● Brief
Copy the data below word for word, leaving out the pictures.

*-*-*

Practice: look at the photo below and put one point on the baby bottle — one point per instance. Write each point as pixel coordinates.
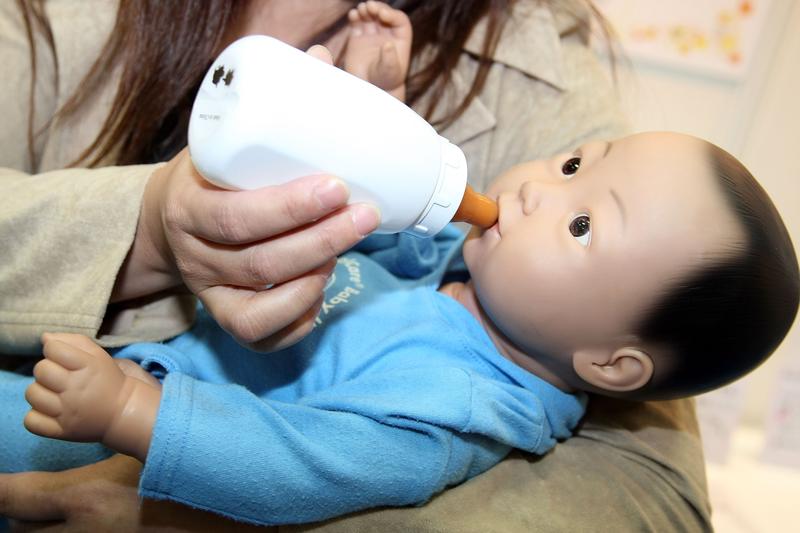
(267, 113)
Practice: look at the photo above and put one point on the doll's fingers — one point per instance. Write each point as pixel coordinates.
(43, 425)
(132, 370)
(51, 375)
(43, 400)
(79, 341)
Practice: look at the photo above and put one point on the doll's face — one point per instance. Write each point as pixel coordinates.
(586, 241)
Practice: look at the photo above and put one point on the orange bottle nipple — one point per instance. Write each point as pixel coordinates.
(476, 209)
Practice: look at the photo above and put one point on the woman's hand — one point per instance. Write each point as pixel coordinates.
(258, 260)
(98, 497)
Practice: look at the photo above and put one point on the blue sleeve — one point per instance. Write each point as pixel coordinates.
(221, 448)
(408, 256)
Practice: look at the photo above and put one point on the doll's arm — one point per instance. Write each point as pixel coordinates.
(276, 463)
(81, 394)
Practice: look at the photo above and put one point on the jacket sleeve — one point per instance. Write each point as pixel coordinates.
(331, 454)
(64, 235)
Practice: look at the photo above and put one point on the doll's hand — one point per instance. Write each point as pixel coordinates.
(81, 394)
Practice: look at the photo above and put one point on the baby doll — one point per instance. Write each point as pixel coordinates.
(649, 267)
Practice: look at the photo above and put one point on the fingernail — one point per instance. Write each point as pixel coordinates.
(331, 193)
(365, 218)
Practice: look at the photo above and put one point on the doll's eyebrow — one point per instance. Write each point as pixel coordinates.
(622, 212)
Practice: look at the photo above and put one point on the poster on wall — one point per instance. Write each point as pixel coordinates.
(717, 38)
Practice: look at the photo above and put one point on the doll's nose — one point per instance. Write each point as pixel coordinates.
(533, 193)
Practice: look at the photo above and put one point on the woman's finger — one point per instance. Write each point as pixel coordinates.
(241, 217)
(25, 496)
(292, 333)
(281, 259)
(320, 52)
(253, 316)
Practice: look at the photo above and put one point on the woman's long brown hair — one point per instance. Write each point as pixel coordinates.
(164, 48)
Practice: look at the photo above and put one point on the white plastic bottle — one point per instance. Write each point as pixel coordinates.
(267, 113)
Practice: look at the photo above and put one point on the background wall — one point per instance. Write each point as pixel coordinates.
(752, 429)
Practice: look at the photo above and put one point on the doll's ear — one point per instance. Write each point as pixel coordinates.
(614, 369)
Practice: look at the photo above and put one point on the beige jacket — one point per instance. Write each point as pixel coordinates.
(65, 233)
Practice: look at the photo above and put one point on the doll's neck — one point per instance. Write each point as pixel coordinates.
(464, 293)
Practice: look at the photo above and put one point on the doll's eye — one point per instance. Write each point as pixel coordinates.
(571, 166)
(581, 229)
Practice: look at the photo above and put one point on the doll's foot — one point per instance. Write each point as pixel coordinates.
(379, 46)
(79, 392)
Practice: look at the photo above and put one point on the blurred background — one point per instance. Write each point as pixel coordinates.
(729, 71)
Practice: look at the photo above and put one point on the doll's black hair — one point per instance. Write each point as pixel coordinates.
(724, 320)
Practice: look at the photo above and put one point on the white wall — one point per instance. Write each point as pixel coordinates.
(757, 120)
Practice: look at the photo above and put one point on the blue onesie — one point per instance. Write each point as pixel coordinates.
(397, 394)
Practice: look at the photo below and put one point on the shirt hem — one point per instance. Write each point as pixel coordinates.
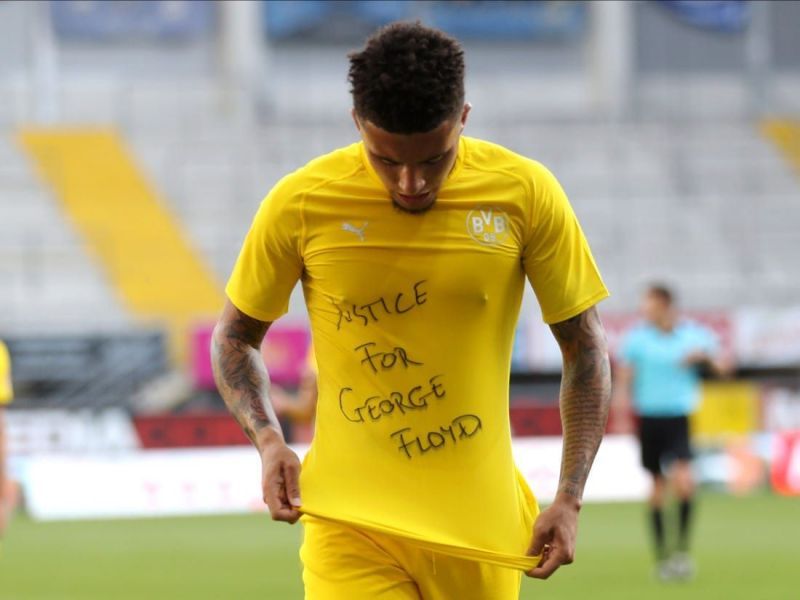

*-*-*

● Solution
Practice: look at the photo below and put one point on the baby bottle — one point per instance. Write each point as pixel coordinates.
(267, 113)
Practice: look at the photo above and put one point on the doll's fingers — one point per instance. Write each point as pixel coordinates.
(43, 425)
(132, 370)
(51, 375)
(43, 400)
(79, 341)
Practice: look at the photo above and put one point on the doll's face — one point per instance. Write each point as pixel coordinates.
(586, 241)
Practice: look at the photo above and put one point on the orange bottle nipple — one point per instance. Write each point as pixel coordinates.
(476, 209)
Practice: look at the photo above and put one point on the woman's hand — one point per instance. Write each point as pixel coordinates.
(258, 260)
(98, 497)
Practice: look at the photo above and put one point on the blue sleeve — one point per instance. Write each point as pixel coordinates.
(221, 448)
(408, 256)
Practice: look at the photo above and put one point on the doll's arm — one point per instance. Write each point as pixel coordinates.
(276, 463)
(81, 394)
Practice: look at the photo above and put one point on the jacket sleeve — one point per instance. Write each point as pixel coordinates.
(331, 454)
(64, 235)
Practice: look at the photo above and put one point on the doll's hand — one point per instance. Write each point as pixel coordinates.
(81, 394)
Practice: look at the photo above and put one point on the baby doll — one point per instance. Write each point as pixel coordinates.
(649, 267)
Practice: look at the photo above and put one point on the fingernail — one point per instance. Write each point as pixel coordinates.
(331, 193)
(365, 218)
Practice: look at the photo above and put one point on the doll's eyebrow — one point per instance. Write each point as pixel coordinates.
(622, 212)
Practice: look at the photo above and put one point on the poster on wall — one point per instance. Write each point as pixel coordinates.
(717, 38)
Practice: look at the photo above and put one point on the doll's nose — one point per instance. Write each point as pixel coordinates.
(533, 193)
Practice: look at the photo above and put one point on the woman's finger — one point per instance. Write each point as pixel coordinates.
(241, 217)
(25, 496)
(292, 333)
(281, 259)
(320, 52)
(253, 316)
Practice: look at the photo above and put one point on the woman's long brown hair — one point per instance. Write each point as pixel coordinates.
(164, 48)
Practice: look at the photo above and put one point on the white plastic bottle — one point per instance. Write each point as pixel coordinates.
(267, 113)
Practice: look at the photo above and put one point on the background wall — one point per instance. Write each point as pixel coordinates.
(752, 429)
Practice: look at the photo above and put one point on the doll's ear — one point per instance. Write each point as pixel coordinates.
(614, 369)
Practice: look at the photo above and put one point on the beige jacket — one point per instance. Write each point as pixel coordinates.
(65, 233)
Practice: look at the photo above and put one point on the doll's neck — one point per instance. Write each point as pixel coordinates.
(464, 293)
Practice: look at the photo above and put one point on the doll's eye — one point per instance. Write each point as pixel coordinates.
(571, 166)
(581, 229)
Practice: look at the photo above and put one point on the doll's foot — one point per instance. Write each point as pixel coordinates.
(379, 46)
(79, 392)
Practice: look at the photo above and put one point on the blurred background — one point per instance. Write each point as pixel coordinates.
(729, 71)
Practice: look at the photo above and put one point on the doll's black hair — one point per instance. Write each point as pixel coordinates.
(724, 320)
Practice: look at the photo above and put one point on the white wall — one point per instance. Write each point as pixel coordinates.
(757, 120)
Practice: look at the photo above and put one point on the blue onesie — one point per instance. Write each point as pixel coordinates.
(397, 394)
Practice: look at the photo below and put one point on the shirt hem — one point per instance. Write each point as pixel coordinates.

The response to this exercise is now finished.